◆ Dataset excerpts ◆
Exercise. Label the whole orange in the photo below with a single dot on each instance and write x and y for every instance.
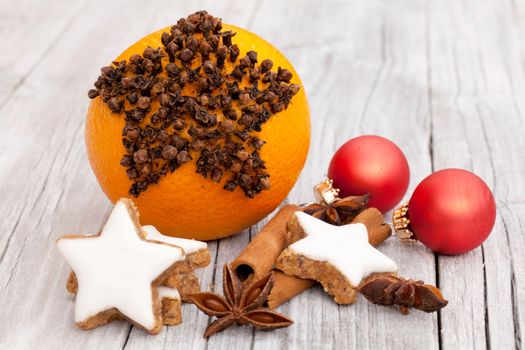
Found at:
(184, 203)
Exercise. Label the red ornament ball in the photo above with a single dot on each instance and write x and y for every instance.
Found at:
(452, 211)
(371, 164)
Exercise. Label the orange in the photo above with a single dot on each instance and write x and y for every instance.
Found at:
(184, 203)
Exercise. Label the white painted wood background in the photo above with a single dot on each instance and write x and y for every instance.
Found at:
(444, 79)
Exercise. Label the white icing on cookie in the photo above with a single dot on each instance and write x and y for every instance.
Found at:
(189, 245)
(167, 292)
(344, 247)
(116, 268)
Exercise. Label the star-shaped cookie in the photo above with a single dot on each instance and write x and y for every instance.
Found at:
(119, 271)
(339, 257)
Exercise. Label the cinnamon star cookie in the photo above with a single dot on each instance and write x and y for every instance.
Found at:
(339, 257)
(119, 272)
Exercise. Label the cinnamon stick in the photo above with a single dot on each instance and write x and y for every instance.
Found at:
(259, 256)
(286, 287)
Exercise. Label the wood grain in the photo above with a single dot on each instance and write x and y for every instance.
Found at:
(443, 79)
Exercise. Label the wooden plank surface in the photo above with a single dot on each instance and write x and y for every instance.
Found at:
(443, 79)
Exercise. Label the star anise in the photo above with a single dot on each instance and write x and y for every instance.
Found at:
(390, 290)
(339, 212)
(241, 305)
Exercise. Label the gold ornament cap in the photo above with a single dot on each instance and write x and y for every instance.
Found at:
(402, 225)
(325, 192)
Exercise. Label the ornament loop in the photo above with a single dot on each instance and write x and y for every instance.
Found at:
(324, 192)
(401, 225)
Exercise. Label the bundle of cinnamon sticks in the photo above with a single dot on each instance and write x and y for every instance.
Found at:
(259, 257)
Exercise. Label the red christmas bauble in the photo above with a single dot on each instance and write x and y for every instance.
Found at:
(452, 211)
(371, 164)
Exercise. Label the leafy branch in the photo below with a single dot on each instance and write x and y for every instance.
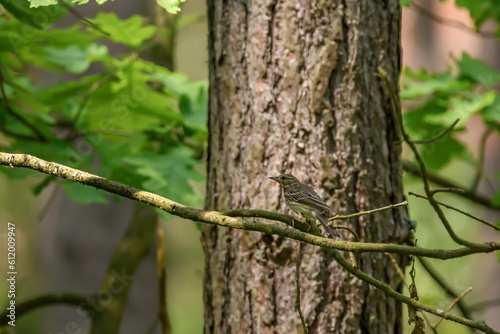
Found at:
(227, 219)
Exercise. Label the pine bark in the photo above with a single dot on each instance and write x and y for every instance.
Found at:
(293, 88)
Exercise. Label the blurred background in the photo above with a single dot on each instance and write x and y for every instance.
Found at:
(63, 246)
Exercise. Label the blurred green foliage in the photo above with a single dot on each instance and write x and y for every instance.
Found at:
(122, 117)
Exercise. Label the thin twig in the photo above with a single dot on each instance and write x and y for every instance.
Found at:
(226, 219)
(441, 281)
(452, 23)
(216, 218)
(297, 281)
(162, 281)
(363, 213)
(403, 279)
(398, 269)
(89, 23)
(442, 133)
(448, 190)
(458, 210)
(392, 95)
(340, 227)
(480, 169)
(486, 304)
(436, 179)
(448, 309)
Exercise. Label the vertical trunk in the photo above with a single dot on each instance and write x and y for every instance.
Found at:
(293, 88)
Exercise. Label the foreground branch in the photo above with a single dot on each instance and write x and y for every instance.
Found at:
(217, 218)
(227, 219)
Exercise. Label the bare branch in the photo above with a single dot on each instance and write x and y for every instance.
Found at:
(470, 195)
(442, 133)
(458, 210)
(297, 281)
(395, 102)
(446, 287)
(357, 214)
(459, 297)
(217, 218)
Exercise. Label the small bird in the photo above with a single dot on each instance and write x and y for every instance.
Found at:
(303, 199)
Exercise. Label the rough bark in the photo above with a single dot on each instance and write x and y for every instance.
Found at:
(293, 88)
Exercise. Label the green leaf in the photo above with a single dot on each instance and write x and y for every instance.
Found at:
(73, 58)
(171, 6)
(193, 106)
(169, 174)
(491, 114)
(130, 32)
(462, 107)
(83, 194)
(420, 83)
(477, 71)
(34, 17)
(38, 3)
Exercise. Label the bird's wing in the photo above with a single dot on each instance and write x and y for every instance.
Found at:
(305, 195)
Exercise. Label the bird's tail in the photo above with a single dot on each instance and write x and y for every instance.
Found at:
(324, 221)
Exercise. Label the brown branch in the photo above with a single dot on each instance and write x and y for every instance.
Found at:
(216, 218)
(357, 214)
(456, 300)
(297, 281)
(226, 219)
(446, 287)
(439, 135)
(407, 300)
(458, 210)
(423, 169)
(436, 179)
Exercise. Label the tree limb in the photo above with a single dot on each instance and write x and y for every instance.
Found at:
(217, 218)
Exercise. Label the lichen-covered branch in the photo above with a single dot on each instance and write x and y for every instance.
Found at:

◆ Requirement ◆
Word for word, please reproduce each entry above and leave out every picture.

◆ Response for this exercise ◆
Exercise. Label the whole orange in the photo below with a single dot on each instance and write x and y for every instance.
Found at:
(184, 203)
Exercise. Label the red ornament ball in the photo above with a single dot on each instance and write x and y for every instance.
Found at:
(452, 211)
(371, 164)
Exercise. Label the orange in the photo above with a single dot on each instance and write x and y for every instance.
Found at:
(184, 203)
Exercise. Label the white painted wood background in the photo above with a single dot on each instance and write x and y for every instance.
Found at:
(444, 79)
Exercise. Label the white icing on cookie in the photo above with a single dot on each instance and write x and y for every instance.
Found at:
(189, 245)
(167, 292)
(344, 247)
(116, 268)
Exercise. Label the star-shaped cookie in the photo above with a single dot on each instance and write x and y for every instance.
Found at:
(119, 271)
(339, 257)
Exercise. Label the cinnamon star cookie in the photo above with a single dot on each instance and write x and y for every instance.
Found at:
(339, 257)
(119, 272)
Exercise. Label the cinnamon stick in the photo above with a single dot on each instance and write x and y for every instance.
Found at:
(259, 256)
(286, 287)
Exercise. Label the wood grain in the photo above with a single dot on each instance and write x and y for every instance.
Found at:
(443, 79)
Exercise. Label the wooden plank surface in the photo above with a single dot on each instance and write x and y for every instance.
Found at:
(443, 79)
Exercise. Label the star anise in the photo above with a single dot on each instance and write x and y for every instance.
Found at:
(390, 290)
(339, 212)
(241, 305)
Exercise. Label the gold ornament cap in the photo above with a single dot on each instance and write x and y for every instance.
Found at:
(402, 225)
(325, 192)
Exercise. Label the ornament loop in the photo above with a single dot on each instance and write x and y for every instance.
Found at:
(324, 192)
(401, 225)
Exercise. Label the bundle of cinnamon sticks in the photo above with a single dot on each instance and write x and y for every instance.
Found at:
(259, 257)
Exercise. Label the red christmas bauble in the photo above with a single dot on each instance and write x and y for every instance.
Found at:
(452, 211)
(371, 164)
Exercise. Label the leafy branch in the photo below with a single dot on each instance and write x and y for every instance.
Found at:
(227, 219)
Exercise. Label the pine bark in the photo above with a single dot on each instance and write x and y for every instance.
Found at:
(293, 88)
Exercise. Label the blurred background in the photo above with a single dot on each instance and write x and y for every instance.
Found at:
(63, 246)
Exercise. Label the blurred green foliage in the photo above with a single dot on each instance and write x and y for every instance.
Found at:
(122, 117)
Exercise. Label the thin twig in the photo above with a single dot on each instance and write x and y for every instance.
Found at:
(226, 219)
(441, 281)
(452, 23)
(216, 218)
(297, 281)
(162, 281)
(363, 213)
(403, 279)
(398, 269)
(89, 23)
(442, 133)
(448, 190)
(458, 210)
(392, 95)
(340, 227)
(480, 169)
(486, 304)
(436, 179)
(448, 309)
Exercise. Label the vertical trunk in the photo above with a single dot on each instance and write x and y for every instance.
Found at:
(293, 88)
Exercise. Label the foreground branch in the photo above with a single dot on each instance and write x and y for every instance.
Found at:
(217, 218)
(227, 219)
Exercise. Label the bare branch in the photo above with a single dot on each instance and write x and y for every instance.
Found at:
(470, 195)
(442, 133)
(458, 210)
(297, 281)
(395, 102)
(446, 287)
(357, 214)
(459, 297)
(217, 218)
Exercise. Label the small bird in the photo above with a single dot on each instance and write x and y for every instance.
Found at:
(303, 199)
Exercise. Label the rough bark in the photo above with a single dot on each instance and write x and y for every instance.
Found at:
(293, 88)
Exercise. Label the green leaf in the photo above with a single dot on each instance and write x and y for every instance.
Found at:
(73, 58)
(171, 6)
(193, 106)
(169, 174)
(491, 114)
(130, 32)
(462, 107)
(83, 194)
(420, 83)
(477, 71)
(34, 17)
(38, 3)
Exercise. Label the bird's wing in the photo above with a single dot on each instance and write x and y for every instance.
Found at:
(305, 195)
Exercise. Label the bird's tail in the photo above with a single dot on each instance and write x and y for every instance.
Found at:
(324, 221)
Exercise. Label the brown branch in the photo above with a single dot on each instance and write x and y for every instance.
Found at:
(216, 218)
(357, 214)
(456, 300)
(297, 281)
(226, 219)
(446, 287)
(439, 135)
(407, 300)
(458, 210)
(423, 169)
(436, 179)
Exercise. Label the tree limb in the photo above with a single dot on each instance and write x and y for every instance.
Found at:
(217, 218)
Exercise. Label the lichen-covered branch in the photo above with a single dot on each instance and write x and y for every instance.
Found at:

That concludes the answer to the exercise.